CONSEGNA A:
Rispondi alle domande sul brano dedicato al contrasto tra Grecia e Turchia.
(i) Quante isole e isolotti possiede all'incirca la Grecia, e quanti di essi sono abitati?
(ii) Quali soggetti hanno invitato la Turchia a interrompere i suoi piani sugli idrocarburi della Grecia?
(iii) Durante quale visita il Presidente Erdogan ha pronunciato la sua dichiarazione?

BRANO CITATO:
▼

La Grecia e la Turchia sono state in conflitto per decenni sui confini marittimi, ma le recenti scoperte di gas naturale e piani di perforazione nel Mediterraneo orientale hanno aggravato la situazione. La Turchia sostiene che le isole greche non dovrebbero essere incluse nel calcolo delle zone marittime di interesse economico, una posizione che secondo la Grecia costituisce una chiara violazione del diritto internazionale. La Grecia ha circa 6.000 isole e isolotti più piccoli nel Mar Egeo e nel Mar Ionio, di cui oltre 200 sono abitati.
L’Unione Europea e gli Stati Uniti hanno invitato la Turchia a interrompere i suoi piani sugli idrocarburi della Grecia.
In risposta il Presidente Erdogan, durante la visita presso il Consiglio Militare Supremo, ha gettato benzina sul fuoco affermando: «I successi storici su diversi fronti, dalla Siria alla Libia, dal Mediterraneo orientale alla lotta contro il terrorismo, dimostrano la forza del nostro Paese e le capacità delle nostre forze armate». Erdorgan ha altresì aggiunto che la Turchia è in grado di sostenere un confronto armato per difendere la sua sovranità energetica.

▲

REGISTRAZIONI:
▼

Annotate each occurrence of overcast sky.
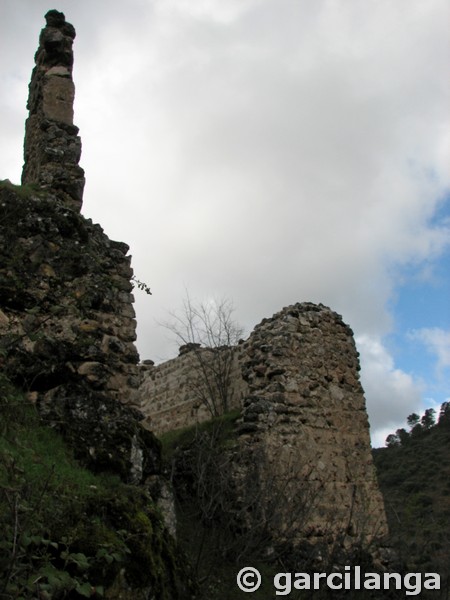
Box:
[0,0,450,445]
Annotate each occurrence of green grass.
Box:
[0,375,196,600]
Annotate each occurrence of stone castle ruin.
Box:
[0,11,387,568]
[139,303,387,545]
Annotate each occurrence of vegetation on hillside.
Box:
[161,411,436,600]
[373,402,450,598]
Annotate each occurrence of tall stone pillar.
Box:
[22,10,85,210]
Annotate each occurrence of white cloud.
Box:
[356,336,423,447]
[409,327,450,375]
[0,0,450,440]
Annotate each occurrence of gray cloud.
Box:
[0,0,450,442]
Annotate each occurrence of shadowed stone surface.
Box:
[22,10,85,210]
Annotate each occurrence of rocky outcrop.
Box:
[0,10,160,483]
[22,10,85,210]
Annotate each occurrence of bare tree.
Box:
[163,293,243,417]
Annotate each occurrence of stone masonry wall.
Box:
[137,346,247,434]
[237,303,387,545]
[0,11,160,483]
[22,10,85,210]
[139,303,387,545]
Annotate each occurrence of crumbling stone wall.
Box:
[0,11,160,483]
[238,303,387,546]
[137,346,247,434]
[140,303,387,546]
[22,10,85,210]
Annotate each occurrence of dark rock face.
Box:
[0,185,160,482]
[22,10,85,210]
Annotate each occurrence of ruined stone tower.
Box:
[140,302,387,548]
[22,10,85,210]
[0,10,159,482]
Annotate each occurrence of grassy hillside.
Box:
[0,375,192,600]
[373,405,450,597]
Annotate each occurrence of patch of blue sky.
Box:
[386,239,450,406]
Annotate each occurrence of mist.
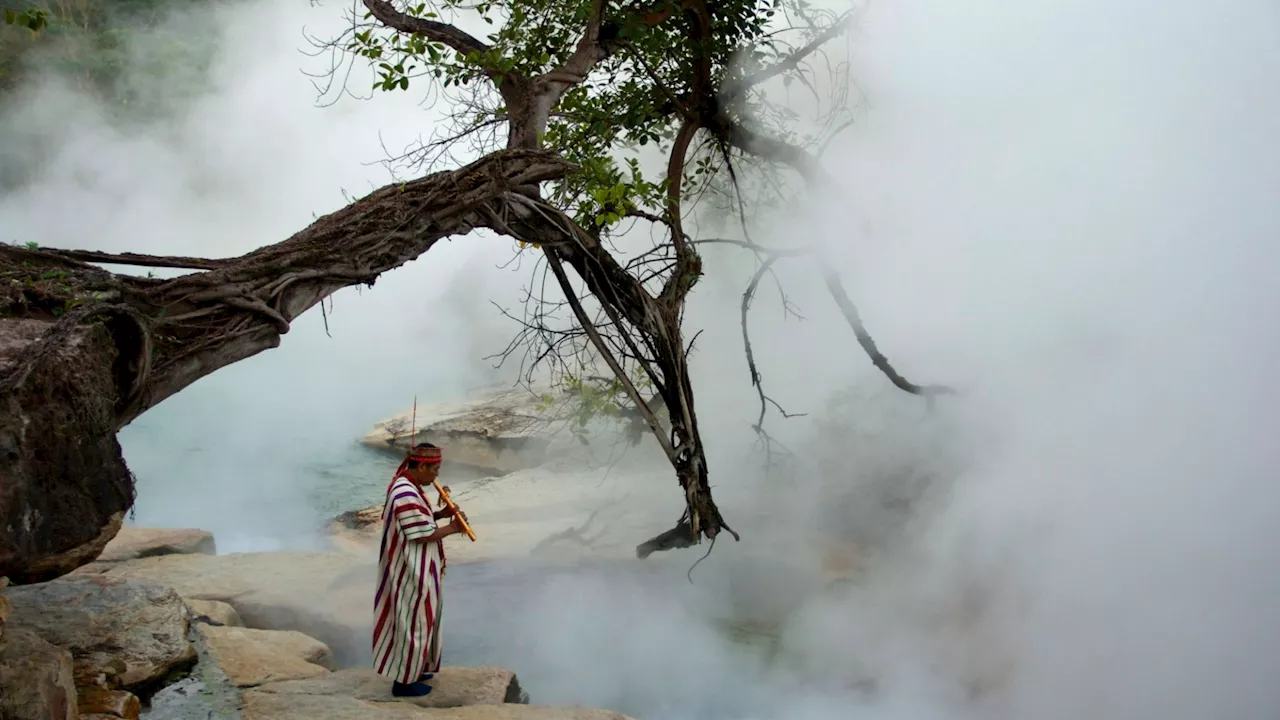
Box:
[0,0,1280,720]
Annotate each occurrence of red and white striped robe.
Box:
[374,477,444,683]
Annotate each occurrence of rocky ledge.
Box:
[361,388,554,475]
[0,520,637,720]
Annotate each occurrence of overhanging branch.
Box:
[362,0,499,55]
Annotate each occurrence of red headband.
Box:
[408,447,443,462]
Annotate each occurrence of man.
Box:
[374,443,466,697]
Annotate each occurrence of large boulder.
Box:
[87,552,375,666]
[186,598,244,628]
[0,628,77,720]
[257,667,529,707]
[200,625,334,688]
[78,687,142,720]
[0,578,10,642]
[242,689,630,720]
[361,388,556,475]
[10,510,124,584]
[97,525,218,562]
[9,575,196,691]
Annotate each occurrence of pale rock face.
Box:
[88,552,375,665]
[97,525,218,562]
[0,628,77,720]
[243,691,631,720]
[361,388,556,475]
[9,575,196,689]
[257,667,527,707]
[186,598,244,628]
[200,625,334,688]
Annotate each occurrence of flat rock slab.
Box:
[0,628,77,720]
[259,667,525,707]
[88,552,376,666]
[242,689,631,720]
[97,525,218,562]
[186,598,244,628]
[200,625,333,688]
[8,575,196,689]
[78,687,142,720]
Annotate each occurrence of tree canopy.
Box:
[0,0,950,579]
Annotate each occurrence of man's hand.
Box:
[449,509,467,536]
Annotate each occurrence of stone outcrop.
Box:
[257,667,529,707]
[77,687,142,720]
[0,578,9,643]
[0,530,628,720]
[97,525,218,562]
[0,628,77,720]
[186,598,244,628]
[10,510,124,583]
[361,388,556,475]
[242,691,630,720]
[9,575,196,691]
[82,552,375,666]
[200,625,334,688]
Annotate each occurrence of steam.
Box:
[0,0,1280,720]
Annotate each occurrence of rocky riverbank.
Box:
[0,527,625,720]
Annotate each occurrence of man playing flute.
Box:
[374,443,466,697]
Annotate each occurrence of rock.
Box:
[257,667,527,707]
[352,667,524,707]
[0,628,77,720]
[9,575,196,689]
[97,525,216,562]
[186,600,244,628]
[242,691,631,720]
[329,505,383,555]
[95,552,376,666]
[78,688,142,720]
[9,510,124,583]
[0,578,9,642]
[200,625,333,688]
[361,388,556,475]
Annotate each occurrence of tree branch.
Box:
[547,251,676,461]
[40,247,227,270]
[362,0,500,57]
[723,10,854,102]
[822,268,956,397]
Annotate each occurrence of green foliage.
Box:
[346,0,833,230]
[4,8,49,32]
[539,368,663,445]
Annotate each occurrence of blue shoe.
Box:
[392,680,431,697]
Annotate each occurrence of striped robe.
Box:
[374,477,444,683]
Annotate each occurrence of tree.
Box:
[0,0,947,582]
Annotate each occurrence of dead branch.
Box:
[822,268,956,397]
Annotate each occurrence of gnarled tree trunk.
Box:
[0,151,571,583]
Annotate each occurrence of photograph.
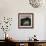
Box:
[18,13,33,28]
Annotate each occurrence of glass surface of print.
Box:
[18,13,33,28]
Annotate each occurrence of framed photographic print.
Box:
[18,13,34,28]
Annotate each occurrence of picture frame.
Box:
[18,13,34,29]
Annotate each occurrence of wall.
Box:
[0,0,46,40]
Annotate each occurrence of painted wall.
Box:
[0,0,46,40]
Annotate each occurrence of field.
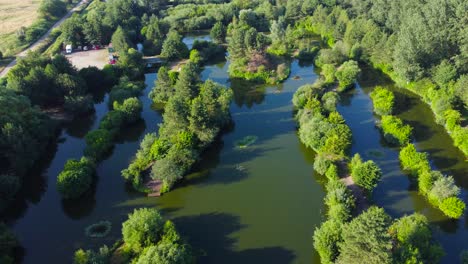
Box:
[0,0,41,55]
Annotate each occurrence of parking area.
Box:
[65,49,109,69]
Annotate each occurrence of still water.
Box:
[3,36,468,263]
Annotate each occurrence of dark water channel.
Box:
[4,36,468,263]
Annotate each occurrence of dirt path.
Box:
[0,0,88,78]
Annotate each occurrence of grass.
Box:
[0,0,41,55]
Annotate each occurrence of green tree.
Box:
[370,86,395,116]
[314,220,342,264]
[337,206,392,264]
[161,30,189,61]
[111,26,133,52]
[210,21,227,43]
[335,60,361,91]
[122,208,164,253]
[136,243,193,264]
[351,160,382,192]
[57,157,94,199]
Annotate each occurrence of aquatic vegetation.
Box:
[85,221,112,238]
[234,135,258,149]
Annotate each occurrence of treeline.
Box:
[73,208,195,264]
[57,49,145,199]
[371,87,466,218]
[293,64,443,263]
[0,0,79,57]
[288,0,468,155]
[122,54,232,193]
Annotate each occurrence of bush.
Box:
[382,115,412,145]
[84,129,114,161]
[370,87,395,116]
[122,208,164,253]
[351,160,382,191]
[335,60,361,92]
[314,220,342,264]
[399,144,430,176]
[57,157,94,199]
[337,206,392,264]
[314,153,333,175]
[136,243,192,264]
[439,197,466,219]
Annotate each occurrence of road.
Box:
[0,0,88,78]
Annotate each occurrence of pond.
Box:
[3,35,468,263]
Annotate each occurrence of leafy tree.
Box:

▲

CONSEGNA B: Inserisci in una lista JSON di stringhe le righe delle registrazioni, dall'inizio fino alla riga con "[0,0,450,440]" inclusa, una stringa per riga e senza le righe vuote. Escludi le immagini.

RISPOSTA CORRETTA A:
(i) Circa 6.000, di cui oltre 200 abitati.
(ii) L'Unione Europea e gli Stati Uniti.
(iii) Durante la visita presso il Consiglio Militare Supremo.

RISPOSTA CORRETTA B:
[
  "Annotate each occurrence of overcast sky.",
  "Box:",
  "[0,0,450,445]",
  "Annotate each occurrence of green grass.",
  "Box:",
  "[0,375,196,600]",
  "Annotate each occurrence of stone castle ruin.",
  "Box:",
  "[0,11,387,568]",
  "[139,303,387,545]",
  "Annotate each occurrence of vegetation on hillside.",
  "Box:",
  "[161,411,436,600]",
  "[373,402,450,598]",
  "Annotate each occurrence of tall stone pillar.",
  "Box:",
  "[22,10,85,210]",
  "Annotate each occurrence of white cloud.",
  "Box:",
  "[356,336,423,447]",
  "[409,327,450,375]",
  "[0,0,450,440]"
]